Records contained in a dataset

------------------------------------------------

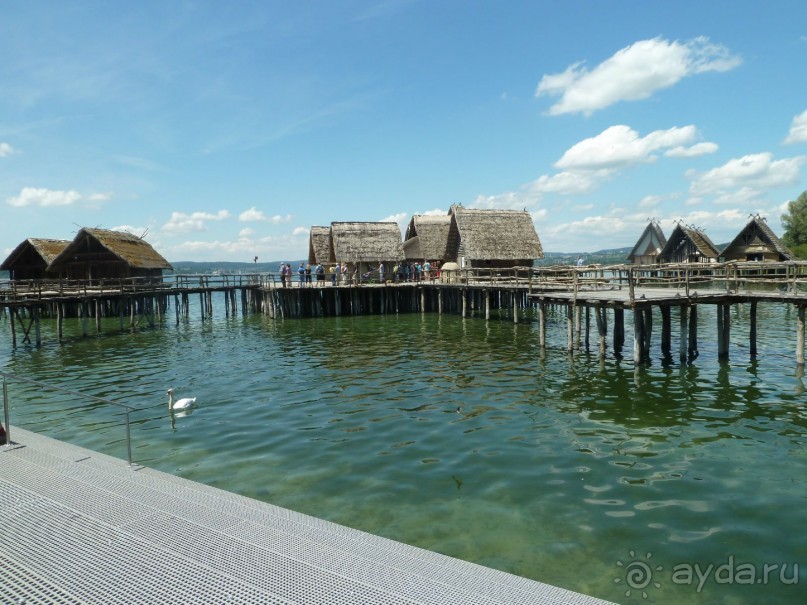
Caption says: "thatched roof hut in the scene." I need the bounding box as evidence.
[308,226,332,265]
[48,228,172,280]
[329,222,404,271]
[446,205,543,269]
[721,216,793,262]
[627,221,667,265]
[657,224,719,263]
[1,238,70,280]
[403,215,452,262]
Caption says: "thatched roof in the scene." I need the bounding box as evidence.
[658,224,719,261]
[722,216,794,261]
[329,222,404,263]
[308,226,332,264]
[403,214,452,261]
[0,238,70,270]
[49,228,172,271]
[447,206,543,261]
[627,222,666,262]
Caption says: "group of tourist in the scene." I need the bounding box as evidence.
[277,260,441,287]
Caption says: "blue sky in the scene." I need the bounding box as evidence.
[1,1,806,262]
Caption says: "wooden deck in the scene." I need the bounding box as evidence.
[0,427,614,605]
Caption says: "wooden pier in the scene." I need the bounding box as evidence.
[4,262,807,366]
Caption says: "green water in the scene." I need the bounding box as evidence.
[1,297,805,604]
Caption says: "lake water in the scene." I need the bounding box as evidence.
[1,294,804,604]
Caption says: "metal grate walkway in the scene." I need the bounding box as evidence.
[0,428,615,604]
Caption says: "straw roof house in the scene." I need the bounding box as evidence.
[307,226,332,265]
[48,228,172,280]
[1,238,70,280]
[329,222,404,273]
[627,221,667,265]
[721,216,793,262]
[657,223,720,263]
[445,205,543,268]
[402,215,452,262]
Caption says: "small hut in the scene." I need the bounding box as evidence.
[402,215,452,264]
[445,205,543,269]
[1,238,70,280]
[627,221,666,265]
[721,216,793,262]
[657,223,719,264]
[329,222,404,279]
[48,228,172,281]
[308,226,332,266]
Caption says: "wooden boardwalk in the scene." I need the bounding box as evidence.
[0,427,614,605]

------------------------------------------------

» **REQUIREMENT**: Your copy must hold every record above in its exact wording and must hold no pictures.

» **OUTPUT FOR THIS TASK**:
Caption says: "thatched roof hut in the scene." I need the bounding box as evidence.
[308,226,332,265]
[48,228,172,280]
[329,222,404,271]
[446,205,543,269]
[721,216,793,262]
[627,221,667,265]
[657,224,719,263]
[1,238,70,280]
[403,215,452,262]
Caption says: "thatched roof in the scene." I need the bounding box as evidence.
[658,224,719,261]
[722,216,794,261]
[329,222,404,263]
[308,226,332,264]
[403,214,452,261]
[0,238,70,270]
[49,228,172,271]
[447,206,543,261]
[627,222,666,262]
Caption says: "group of tourist in the scene." I need the bounding box as evidence.
[277,260,441,287]
Caption says: "blue sky in the scene." I need the bounding box as evidence.
[1,1,806,262]
Caption says: "wooden deck in the scene." I need the bounding box as evidence.
[0,427,614,605]
Caption says: "wooden pier in the scene." I need the bounding box as evidence.
[4,262,807,366]
Caption says: "green water in the scene." I need the bounding box as evidence.
[1,297,805,604]
Caption says: "lake water in the scene." I need the bounding box as evidence.
[1,294,804,604]
Caption says: "metal grate walkway in the scene." I need the bounding box as evidence.
[0,428,615,604]
Caption says: "straw roof house in the scene." I need the bounding box as evidence.
[307,226,332,265]
[48,228,172,280]
[1,238,70,280]
[329,222,404,273]
[627,221,667,265]
[721,216,793,262]
[657,223,720,263]
[445,205,543,268]
[402,215,452,262]
Caption says: "small hut in the scene." I need the bounding box as evidence.
[402,215,452,264]
[445,205,543,269]
[1,238,70,280]
[627,221,666,265]
[721,216,793,262]
[657,223,719,264]
[329,222,404,279]
[48,228,172,281]
[308,226,332,266]
Caption says: "wooden boardwalk in the scene." I need the bounding box as evidence.
[0,427,614,605]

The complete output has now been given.